─── Reading text

PILOT FEASIBILITY STUDY OF EMR-BASED IDENTIFICATION OF PSYCHOLOGICAL DISTRESS AROUND RECENT DEMENTIA DIAGNOSES
2024

Identifying Psychological Distress in Dementia Diagnoses

Sample size: 12249 publication Evidence: moderate

Author Information

Author(s): Bannon Sarah, Divecha Ayushi, Dams-O’Connor Kristen, Federman Alex

Primary Institution: Icahn School of Medicine at Mount Sinai

Hypothesis

Can EMR-based identification effectively reveal psychological distress in individuals recently diagnosed with ADRD?

Conclusion

The study found that while structured data can identify some psychological distress, many individuals remain unassessed.

Supporting Evidence

  • 32.73% of the sample had ICD-10 diagnoses of depression.
  • 27.58% of the sample had ICD-10 diagnoses of anxiety.
  • Only 4.1% of individuals had self-report measures available at the time of diagnosis.

──────

▸ **Questions to answer**:
1. Answer these questions about the summary of the dementia distress study:
(a) What is the primary institution listed?
(b) What percentage of the sample had ICD-10 diagnoses of anxiety?
(c) What sample size is given?
2. Write the next part of the summary of the dementia distress study, starting after its last line.

─── Information provided

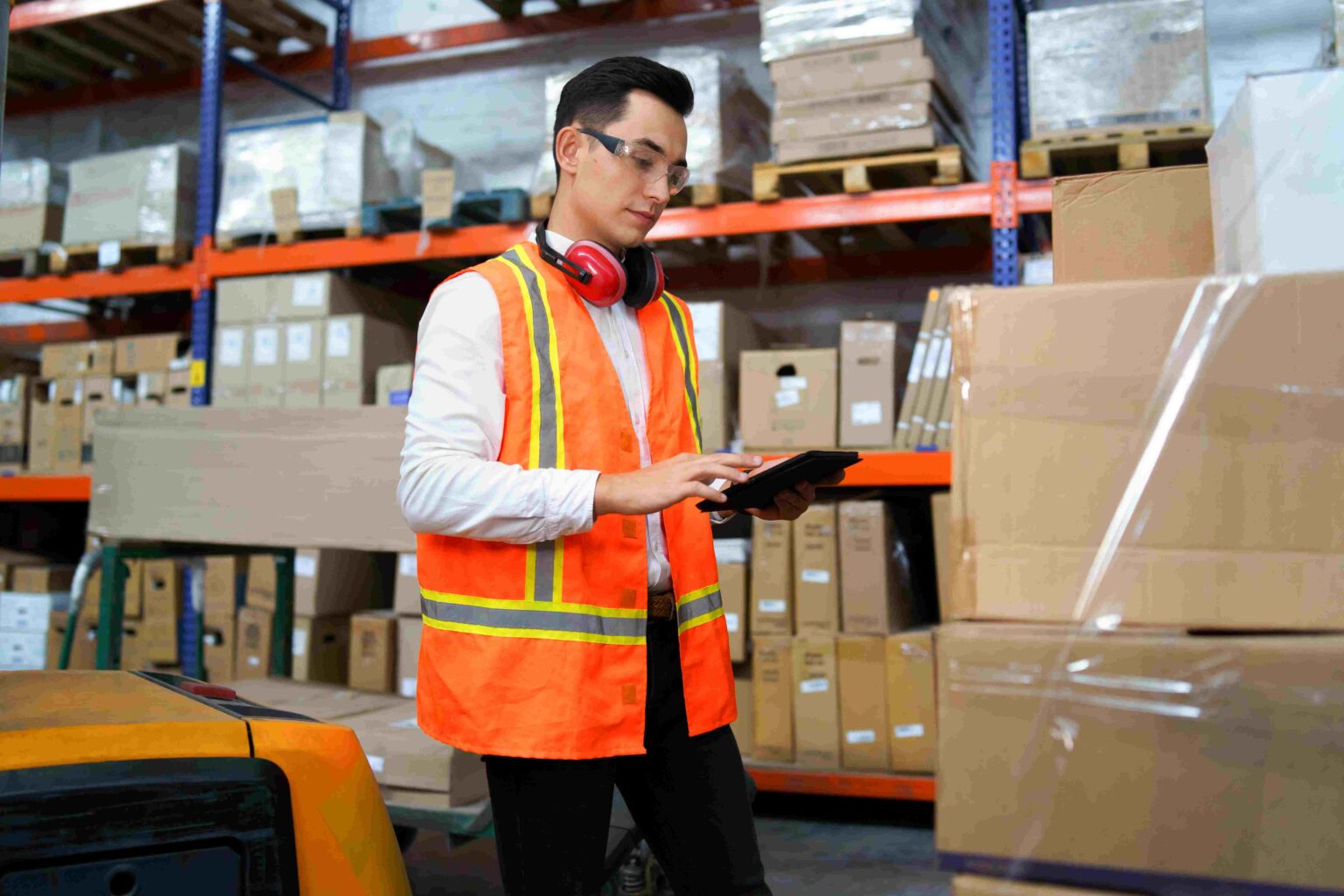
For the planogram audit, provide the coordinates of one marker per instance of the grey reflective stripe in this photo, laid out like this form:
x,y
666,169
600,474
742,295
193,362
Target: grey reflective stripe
x,y
679,331
541,620
692,610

──────

▸ **Answers for this exercise**:
1.
(a) Icahn School of Medicine at Mount Sinai
(b) 27.58%
(c) 12249

2.
  • 22% of those with self-report measures indicated clinically elevated distress.

Takeaway

This study looked at how to find out if people feel sad or anxious after being told they have dementia, and it found that many don't get checked for these feelings.

Methodology

Secondary data analysis of EMR records from the Mount Sinai Data Warehouse.

Limitations

Only a small proportion of individuals had self-report measures available for assessing distress.

Participant Demographics

Individuals aged 65 and older with recent ADRD diagnoses.